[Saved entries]

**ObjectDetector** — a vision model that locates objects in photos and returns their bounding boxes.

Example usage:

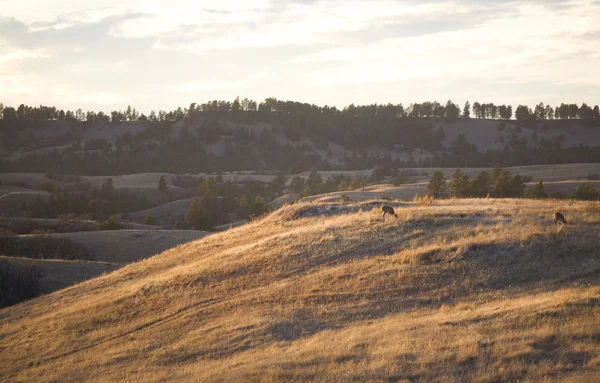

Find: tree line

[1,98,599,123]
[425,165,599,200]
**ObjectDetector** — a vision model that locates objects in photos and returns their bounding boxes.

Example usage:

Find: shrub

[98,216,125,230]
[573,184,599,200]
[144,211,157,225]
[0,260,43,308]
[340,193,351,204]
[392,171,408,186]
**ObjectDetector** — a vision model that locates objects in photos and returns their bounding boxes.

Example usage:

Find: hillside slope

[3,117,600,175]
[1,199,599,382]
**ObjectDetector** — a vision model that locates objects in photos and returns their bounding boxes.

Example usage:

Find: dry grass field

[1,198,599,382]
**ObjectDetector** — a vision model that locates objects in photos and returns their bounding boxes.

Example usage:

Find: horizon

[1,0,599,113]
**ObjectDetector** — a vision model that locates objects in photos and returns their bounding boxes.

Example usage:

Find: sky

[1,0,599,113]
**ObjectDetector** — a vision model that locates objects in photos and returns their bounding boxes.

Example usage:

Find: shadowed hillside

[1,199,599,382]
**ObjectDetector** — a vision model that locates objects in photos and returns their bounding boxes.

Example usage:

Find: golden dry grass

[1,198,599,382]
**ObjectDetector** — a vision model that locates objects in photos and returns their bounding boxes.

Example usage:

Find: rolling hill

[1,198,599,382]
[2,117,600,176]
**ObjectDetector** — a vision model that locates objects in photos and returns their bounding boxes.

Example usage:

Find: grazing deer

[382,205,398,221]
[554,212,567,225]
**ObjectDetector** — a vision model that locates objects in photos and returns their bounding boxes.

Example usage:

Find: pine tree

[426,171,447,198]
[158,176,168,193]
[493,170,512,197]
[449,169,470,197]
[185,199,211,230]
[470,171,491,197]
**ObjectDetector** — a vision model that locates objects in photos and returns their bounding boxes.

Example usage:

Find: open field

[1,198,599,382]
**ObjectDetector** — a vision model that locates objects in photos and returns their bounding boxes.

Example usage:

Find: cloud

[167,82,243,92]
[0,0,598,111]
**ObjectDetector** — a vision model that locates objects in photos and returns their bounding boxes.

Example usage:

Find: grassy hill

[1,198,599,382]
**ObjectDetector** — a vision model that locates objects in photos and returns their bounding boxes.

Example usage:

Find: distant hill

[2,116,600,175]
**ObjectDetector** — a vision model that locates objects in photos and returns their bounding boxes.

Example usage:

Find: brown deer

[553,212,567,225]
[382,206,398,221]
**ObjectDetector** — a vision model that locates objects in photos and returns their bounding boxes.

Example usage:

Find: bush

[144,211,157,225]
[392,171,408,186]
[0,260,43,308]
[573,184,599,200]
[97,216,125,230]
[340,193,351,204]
---
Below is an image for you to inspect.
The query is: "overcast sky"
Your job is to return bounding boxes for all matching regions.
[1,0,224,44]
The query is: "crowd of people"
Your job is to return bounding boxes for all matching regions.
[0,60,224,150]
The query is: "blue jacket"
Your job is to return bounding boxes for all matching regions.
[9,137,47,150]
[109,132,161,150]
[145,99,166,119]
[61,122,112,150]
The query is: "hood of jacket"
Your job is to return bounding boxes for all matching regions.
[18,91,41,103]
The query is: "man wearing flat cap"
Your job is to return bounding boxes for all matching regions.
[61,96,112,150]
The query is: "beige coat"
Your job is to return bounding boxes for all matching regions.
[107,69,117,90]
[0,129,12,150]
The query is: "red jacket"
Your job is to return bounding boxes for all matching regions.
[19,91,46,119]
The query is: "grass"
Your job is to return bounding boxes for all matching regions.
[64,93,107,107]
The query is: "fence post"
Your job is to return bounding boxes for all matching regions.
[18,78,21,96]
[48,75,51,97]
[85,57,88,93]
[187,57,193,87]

DIRECTIONS: Lines, not occurrences, are what count: report how many lines of the records above include the word "query", and nothing else.

EXERCISE SOLUTION: 9